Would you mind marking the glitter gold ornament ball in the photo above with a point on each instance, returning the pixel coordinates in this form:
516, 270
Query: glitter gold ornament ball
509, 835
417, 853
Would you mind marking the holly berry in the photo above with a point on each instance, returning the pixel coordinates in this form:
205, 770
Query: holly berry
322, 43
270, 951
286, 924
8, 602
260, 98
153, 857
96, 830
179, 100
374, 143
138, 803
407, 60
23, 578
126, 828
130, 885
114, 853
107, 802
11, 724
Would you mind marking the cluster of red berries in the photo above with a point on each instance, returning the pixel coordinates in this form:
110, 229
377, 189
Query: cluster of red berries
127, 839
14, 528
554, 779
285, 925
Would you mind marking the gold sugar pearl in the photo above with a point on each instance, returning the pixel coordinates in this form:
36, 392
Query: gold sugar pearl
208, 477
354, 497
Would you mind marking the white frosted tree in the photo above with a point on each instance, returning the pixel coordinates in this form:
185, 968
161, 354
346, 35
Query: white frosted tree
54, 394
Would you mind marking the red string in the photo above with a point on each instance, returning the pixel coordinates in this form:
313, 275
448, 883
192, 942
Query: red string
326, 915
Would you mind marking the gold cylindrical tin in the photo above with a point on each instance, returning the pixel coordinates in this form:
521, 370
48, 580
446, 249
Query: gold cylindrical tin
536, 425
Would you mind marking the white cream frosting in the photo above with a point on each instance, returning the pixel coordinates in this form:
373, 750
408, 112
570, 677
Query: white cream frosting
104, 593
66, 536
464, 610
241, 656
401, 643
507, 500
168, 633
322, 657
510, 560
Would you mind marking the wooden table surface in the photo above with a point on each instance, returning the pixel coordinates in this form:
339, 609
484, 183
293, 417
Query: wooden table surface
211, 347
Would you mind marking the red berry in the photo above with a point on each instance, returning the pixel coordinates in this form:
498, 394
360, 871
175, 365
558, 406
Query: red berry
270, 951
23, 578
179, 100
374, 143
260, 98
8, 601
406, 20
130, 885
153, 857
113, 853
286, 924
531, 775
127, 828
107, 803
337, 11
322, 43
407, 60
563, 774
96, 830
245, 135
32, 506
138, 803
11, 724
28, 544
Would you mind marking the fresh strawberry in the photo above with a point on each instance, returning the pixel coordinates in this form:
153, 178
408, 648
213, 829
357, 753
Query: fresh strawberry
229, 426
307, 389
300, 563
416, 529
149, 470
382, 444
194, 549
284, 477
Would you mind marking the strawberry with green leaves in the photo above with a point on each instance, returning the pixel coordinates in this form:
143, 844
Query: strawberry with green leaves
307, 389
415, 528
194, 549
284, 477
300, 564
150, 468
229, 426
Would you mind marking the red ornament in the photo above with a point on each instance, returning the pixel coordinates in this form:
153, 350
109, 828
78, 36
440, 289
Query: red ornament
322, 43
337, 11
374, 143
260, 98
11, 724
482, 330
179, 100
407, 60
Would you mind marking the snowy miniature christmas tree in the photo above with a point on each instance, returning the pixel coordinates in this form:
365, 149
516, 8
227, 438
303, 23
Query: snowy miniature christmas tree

### TASK DESCRIPTION
Copy the listing exactly as it stands.

### ANSWER AREA
Would you mind marking the glitter gold ornament ball in the photo above with a point on each instance, returning the pixel coordinates in this form:
516, 270
Query: glitter gold ornament ball
509, 835
417, 853
Would you mind marking the holly berry in the photo above with a point on each instance, returning the pixel coordinates in this form:
205, 770
Query: holly berry
322, 43
270, 951
286, 924
8, 602
260, 98
153, 857
96, 830
179, 100
374, 143
138, 803
407, 60
23, 578
126, 828
130, 885
114, 853
107, 802
11, 724
Would you mind marking the cluster of red berries in the photo above with a point on each instance, returning the pixel coordinates in this form:
110, 229
377, 189
Query: cluster of red berries
127, 839
14, 528
554, 779
285, 925
Would you mind marking the gold sugar pearl in the photo above with a point on each instance, returning the pixel coordinates in this form:
36, 392
Query: gold sugar pearl
208, 477
354, 497
Would you mind marking the white frosted tree in the photo above with a point on each instance, returning the pixel coordinates in this form:
185, 968
161, 354
346, 35
Query: white frosted tree
54, 394
Would you mind marking the red string in the photo above with a point on each instance, returning the pixel coordinates in this form:
313, 275
448, 883
192, 942
Query: red string
326, 915
Would you mind marking the gold cylindrical tin in the photo above with a point on each instance, returning the pixel coordinates in this form:
521, 370
48, 580
446, 249
Query: gold cylindrical tin
536, 425
Would you mind marking the white cream frosting in the photo above with a point on each instance, returning the pixel coordinates in this form:
373, 750
408, 112
570, 677
Query: white cream frosting
104, 593
66, 536
464, 610
241, 656
401, 643
507, 500
168, 633
322, 657
510, 560
Would you mind marking the wooden table surface in the photo above with a point on each instance, returning the pixel coordinates in this form:
339, 609
484, 183
293, 417
Query: wooden table surface
211, 347
Would you mind marking the red berry in the photo above with a point on each instance, returning the pixel coordinates in this form:
498, 394
360, 871
175, 365
558, 406
Query: red berry
270, 951
23, 578
179, 100
374, 143
260, 98
8, 601
406, 20
130, 885
153, 857
113, 853
286, 924
531, 775
127, 828
107, 803
337, 11
322, 43
407, 60
563, 774
96, 830
245, 135
32, 506
138, 803
11, 724
28, 544
Would you mind marking the fresh strawberry in the photo above with a point on each instance, returning the pixel coordinates in this form:
153, 178
408, 648
213, 829
357, 753
Query: fresh strawberry
229, 426
307, 389
300, 563
416, 529
149, 470
382, 444
194, 549
284, 477
Would you mind marking the strawberry with green leaves in the photo above with a point on each instance, returning the pixel coordinates in this form:
143, 844
Query: strawberry with green leaves
307, 389
415, 528
194, 549
284, 477
300, 564
150, 468
229, 426
Would you mind marking the red ornament in the photo above with a point on each instance, returning the pixel coordinates in this form:
153, 350
109, 828
78, 36
440, 289
Query: red ornament
322, 43
337, 11
374, 143
260, 98
11, 724
482, 330
179, 100
407, 60
Would you mind marking the snowy miniature christmas tree in the photo above with a point on each instance, returning the pixel coordinates in this form:
365, 149
516, 8
227, 438
303, 23
Query: snowy miniature christmas tree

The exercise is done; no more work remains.